[Start Raw records]

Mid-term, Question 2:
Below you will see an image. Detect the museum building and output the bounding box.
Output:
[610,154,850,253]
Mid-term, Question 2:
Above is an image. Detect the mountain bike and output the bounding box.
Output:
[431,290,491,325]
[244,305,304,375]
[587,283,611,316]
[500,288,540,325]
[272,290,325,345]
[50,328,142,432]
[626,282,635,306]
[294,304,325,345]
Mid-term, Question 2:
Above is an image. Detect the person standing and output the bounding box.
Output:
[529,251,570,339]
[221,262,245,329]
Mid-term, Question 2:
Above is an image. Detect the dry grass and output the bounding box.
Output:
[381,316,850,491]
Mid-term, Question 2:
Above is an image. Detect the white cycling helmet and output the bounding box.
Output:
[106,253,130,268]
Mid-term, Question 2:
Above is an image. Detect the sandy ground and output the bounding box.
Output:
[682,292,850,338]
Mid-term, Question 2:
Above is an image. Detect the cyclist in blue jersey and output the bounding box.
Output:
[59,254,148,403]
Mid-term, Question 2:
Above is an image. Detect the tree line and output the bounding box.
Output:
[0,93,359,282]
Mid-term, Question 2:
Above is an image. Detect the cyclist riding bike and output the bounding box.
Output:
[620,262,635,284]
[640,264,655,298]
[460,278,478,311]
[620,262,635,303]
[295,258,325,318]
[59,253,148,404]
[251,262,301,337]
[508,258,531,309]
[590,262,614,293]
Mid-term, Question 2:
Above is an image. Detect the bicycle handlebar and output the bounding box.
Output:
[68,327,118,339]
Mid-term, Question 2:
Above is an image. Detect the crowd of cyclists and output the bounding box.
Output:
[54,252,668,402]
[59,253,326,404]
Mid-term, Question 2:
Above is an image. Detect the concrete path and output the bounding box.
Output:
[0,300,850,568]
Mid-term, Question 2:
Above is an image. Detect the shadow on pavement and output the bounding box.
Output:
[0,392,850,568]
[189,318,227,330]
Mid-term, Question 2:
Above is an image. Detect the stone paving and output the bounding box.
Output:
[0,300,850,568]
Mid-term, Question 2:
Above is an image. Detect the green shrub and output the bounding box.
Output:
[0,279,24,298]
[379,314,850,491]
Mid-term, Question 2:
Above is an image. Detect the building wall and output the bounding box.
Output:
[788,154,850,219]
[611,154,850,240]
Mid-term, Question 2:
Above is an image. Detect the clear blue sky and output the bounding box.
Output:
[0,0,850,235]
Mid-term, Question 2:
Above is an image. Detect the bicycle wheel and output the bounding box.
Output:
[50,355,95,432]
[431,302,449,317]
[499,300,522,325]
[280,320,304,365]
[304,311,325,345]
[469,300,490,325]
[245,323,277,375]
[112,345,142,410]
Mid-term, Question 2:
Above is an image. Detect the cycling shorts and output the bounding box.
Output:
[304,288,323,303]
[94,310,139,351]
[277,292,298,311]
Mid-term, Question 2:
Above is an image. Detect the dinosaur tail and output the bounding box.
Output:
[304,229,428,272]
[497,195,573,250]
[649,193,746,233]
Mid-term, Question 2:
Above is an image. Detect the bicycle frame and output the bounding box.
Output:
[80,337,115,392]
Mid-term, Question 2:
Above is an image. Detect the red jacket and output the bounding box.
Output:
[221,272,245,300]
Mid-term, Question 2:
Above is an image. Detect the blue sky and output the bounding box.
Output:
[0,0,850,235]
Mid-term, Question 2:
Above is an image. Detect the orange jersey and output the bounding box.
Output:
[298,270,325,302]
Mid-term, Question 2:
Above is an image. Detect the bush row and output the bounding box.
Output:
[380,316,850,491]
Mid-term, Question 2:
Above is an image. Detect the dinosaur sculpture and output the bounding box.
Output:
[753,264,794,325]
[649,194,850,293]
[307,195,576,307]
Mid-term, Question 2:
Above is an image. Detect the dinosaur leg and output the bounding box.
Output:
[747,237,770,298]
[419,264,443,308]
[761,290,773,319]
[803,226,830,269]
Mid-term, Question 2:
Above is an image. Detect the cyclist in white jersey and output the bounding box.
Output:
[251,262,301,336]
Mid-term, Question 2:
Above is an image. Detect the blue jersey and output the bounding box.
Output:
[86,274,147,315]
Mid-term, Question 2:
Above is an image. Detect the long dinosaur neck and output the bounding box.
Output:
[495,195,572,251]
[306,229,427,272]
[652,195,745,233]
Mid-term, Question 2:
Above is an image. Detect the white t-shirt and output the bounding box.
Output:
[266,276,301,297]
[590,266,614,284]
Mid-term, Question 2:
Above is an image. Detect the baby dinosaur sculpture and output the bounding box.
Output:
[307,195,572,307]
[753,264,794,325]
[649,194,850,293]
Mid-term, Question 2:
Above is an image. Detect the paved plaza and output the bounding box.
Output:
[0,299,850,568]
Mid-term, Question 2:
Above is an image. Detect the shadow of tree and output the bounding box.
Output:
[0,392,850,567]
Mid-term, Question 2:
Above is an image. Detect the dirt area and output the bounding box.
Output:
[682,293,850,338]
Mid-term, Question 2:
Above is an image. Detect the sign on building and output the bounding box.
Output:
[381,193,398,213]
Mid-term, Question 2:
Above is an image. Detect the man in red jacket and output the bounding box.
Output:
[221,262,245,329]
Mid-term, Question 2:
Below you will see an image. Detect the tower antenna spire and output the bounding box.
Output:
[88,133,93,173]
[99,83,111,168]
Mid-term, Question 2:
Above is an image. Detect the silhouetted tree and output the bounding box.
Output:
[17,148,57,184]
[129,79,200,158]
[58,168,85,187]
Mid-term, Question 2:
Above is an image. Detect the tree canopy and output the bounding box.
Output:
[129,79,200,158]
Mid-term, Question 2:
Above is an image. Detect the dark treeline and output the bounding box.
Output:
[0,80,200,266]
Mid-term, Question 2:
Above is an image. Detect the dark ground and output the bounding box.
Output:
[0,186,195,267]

[End Raw records]

◆ To do: Take the part of the records that opens with their first line and closes with the line containing "[379,314,850,491]", and write it out again with "Mid-term" changed to "Midterm" everywhere it occurs. Keep everything else the same.

◆ Expected answer:
Midterm, Question 2:
Below you will see an image. Detect the museum building and output the bounding box.
Output:
[610,154,850,253]
Midterm, Question 2:
Above is an image. Detect the mountain bike and output the bounding box.
Output:
[431,290,491,325]
[244,305,304,375]
[587,283,611,316]
[500,288,540,325]
[272,290,325,345]
[50,328,142,432]
[626,282,635,306]
[294,304,325,345]
Midterm, Question 2:
Above is an image. Detect the person standing and output the bounding box.
Output:
[529,251,570,339]
[221,262,245,329]
Midterm, Question 2:
Above is an image. Detect the dry grass and output the bounding box.
Output:
[381,316,850,491]
Midterm, Question 2:
Above is an image. Detect the white cycling helmet and output the bounding box.
Output:
[106,253,130,268]
Midterm, Question 2:
Above is an image. Detect the sandy ground and output the bounding box.
Output:
[682,292,850,338]
Midterm, Question 2:
Above is an image. Detect the cyclist in blue jersey and output the bounding box.
Output:
[59,254,148,403]
Midterm, Question 2:
Above is an image. Detect the tree line and output the bounding box.
Output:
[0,93,359,282]
Midterm, Question 2:
Above is an image. Detect the cyclist riding bike and output the bounding box.
Output:
[620,262,635,284]
[640,264,655,298]
[460,278,478,311]
[620,262,635,303]
[295,258,325,318]
[59,253,148,404]
[251,262,301,337]
[508,258,531,309]
[590,262,614,293]
Midterm, Question 2:
Above is an image. Detect the bicycle handlebar and output the bounding box.
Output:
[68,327,118,339]
Midterm, Question 2:
Above is an image. Detect the crowd of cyclists and output the bounding box.
Output:
[54,252,668,402]
[59,253,326,404]
Midterm, Question 2:
Above is an image. Detect the concrete path and output the bounding box.
Output:
[0,300,850,568]
Midterm, Question 2:
Above is an image. Detect the shadow on pavement and output the bounding box.
Output:
[0,392,850,568]
[189,318,227,330]
Midterm, Question 2:
Above is an image. Detect the stone paving and output the bounding box.
Output:
[0,300,850,568]
Midterm, Question 2:
Above is an image. Detect the green shrub and output the bounding box.
Output:
[0,279,24,298]
[379,314,850,491]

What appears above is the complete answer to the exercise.